_WRITTEN EXERCISE_.
Rename "shirt shoulder" to "shoulder of the shirt" in the records between the lines holding "Mark the child's ear with a point." and "(565, 1253)", inclusive, and give those lines again with nothing else altered.

[BEGIN DATA PROVIDED]

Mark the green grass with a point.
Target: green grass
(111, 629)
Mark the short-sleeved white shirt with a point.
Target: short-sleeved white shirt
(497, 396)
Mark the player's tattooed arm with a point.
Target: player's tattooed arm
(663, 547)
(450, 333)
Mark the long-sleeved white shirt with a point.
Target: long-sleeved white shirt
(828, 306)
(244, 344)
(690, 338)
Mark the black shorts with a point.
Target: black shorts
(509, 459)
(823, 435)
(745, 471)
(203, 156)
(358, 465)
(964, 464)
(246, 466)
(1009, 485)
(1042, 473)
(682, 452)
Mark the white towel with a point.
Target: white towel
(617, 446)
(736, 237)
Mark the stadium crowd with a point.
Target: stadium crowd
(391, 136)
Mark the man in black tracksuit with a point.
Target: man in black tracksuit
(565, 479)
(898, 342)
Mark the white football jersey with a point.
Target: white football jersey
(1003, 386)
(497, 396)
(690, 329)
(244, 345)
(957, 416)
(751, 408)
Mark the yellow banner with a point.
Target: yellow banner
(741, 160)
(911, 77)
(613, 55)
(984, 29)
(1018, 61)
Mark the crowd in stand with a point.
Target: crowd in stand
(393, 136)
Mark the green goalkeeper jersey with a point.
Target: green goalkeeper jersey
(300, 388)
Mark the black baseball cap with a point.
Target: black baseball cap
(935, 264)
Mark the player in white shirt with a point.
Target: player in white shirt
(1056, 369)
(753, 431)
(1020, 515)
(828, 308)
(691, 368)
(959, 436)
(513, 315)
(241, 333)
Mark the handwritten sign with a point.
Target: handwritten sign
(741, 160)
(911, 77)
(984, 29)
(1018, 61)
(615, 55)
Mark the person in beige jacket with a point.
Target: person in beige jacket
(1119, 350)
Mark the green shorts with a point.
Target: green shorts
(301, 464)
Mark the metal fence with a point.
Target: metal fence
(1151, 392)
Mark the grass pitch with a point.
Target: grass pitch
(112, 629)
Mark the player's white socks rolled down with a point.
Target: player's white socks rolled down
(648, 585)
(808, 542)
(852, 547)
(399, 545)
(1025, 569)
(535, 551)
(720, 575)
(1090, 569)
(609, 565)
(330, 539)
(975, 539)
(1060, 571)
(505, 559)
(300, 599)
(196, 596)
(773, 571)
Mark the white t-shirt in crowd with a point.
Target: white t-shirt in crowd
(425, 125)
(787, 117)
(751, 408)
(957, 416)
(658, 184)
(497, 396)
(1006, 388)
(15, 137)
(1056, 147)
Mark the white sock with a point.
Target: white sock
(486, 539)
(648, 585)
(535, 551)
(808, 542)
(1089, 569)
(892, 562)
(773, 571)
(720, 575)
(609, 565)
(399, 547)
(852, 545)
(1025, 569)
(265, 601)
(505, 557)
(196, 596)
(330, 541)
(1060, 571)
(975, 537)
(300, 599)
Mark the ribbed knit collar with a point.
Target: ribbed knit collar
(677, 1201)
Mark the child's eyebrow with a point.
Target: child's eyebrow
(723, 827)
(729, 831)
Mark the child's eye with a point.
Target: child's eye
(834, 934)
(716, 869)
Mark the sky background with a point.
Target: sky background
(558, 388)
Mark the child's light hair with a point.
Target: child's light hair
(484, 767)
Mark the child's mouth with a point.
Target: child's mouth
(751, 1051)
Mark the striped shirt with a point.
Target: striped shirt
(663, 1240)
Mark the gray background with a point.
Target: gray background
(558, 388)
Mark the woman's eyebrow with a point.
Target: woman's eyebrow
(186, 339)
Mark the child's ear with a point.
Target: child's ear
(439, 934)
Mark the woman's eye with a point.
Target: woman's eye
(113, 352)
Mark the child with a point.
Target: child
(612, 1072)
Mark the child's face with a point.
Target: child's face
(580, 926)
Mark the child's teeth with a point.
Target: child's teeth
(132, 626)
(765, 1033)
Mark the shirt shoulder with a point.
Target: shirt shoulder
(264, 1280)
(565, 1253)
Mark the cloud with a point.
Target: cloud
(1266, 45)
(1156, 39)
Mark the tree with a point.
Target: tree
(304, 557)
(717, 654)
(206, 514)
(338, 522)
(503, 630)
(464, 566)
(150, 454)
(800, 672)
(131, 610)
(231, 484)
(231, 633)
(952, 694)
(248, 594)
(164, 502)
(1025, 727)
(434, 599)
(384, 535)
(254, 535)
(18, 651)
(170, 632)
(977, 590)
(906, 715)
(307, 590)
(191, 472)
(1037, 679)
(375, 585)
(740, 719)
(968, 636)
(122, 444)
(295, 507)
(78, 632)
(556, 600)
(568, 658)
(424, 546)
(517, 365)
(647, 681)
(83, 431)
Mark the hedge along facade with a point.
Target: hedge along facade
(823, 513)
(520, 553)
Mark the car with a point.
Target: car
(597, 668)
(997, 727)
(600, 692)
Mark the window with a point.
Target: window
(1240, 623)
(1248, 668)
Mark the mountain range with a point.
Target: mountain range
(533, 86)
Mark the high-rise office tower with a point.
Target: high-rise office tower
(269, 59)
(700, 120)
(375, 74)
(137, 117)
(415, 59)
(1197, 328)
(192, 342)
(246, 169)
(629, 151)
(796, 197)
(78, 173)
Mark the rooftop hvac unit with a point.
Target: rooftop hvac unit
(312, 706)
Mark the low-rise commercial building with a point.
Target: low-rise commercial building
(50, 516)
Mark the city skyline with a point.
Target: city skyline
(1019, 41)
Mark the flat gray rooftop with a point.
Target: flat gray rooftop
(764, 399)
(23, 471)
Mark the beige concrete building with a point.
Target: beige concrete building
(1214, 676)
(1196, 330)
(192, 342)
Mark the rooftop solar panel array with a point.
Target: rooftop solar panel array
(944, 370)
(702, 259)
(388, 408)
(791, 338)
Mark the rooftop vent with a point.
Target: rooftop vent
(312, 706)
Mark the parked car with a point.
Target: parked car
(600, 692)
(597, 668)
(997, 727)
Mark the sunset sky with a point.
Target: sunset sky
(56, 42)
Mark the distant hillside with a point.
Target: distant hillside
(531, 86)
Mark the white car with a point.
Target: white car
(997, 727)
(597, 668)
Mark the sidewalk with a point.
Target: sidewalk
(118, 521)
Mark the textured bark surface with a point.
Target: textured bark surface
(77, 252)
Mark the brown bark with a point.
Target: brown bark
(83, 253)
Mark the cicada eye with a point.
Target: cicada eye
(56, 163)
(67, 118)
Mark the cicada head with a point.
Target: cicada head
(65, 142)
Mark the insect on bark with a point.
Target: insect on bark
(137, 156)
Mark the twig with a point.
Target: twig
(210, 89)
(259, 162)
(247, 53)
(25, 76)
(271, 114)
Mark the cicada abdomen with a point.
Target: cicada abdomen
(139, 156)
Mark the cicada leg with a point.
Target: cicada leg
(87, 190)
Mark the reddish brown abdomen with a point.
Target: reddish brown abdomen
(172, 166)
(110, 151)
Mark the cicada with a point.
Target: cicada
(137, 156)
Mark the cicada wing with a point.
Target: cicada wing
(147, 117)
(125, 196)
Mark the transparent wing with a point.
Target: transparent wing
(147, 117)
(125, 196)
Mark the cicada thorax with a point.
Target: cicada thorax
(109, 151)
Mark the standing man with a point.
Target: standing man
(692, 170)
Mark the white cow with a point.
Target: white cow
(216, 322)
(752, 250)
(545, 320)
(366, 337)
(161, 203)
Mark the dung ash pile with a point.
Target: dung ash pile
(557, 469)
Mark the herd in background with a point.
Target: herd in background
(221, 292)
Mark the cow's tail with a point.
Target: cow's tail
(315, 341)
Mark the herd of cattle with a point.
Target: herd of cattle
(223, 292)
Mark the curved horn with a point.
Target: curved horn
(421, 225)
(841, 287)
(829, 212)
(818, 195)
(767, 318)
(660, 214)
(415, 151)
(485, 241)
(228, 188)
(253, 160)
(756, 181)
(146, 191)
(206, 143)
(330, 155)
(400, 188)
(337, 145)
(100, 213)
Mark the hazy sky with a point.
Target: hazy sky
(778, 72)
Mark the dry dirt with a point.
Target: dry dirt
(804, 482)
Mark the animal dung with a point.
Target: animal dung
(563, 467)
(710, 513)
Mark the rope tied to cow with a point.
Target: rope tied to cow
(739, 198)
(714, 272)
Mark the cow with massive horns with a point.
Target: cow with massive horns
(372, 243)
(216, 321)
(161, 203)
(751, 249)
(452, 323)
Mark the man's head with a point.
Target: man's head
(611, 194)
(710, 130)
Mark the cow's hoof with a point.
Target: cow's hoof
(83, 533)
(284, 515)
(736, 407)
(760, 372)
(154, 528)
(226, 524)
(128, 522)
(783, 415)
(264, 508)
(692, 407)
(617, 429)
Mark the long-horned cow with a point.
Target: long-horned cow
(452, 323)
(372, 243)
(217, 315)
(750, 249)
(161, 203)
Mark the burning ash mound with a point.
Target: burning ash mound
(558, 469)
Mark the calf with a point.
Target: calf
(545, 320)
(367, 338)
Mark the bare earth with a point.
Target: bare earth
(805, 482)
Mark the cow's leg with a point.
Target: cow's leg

[END DATA PROVIDED]

_THE RESULT_.
Mark the child's ear with a point.
Target: child's ear
(439, 934)
Mark the woman's eye with a point.
Target: woman's eye
(113, 352)
Mark the child with a point.
Target: child
(612, 1072)
Mark the child's face with a point.
Target: child's face
(580, 926)
Mark the child's teeth with a point.
Target: child's teeth
(132, 626)
(765, 1033)
Mark the shoulder of the shirt with a point.
Target: shoulder of the shirt
(264, 1280)
(565, 1253)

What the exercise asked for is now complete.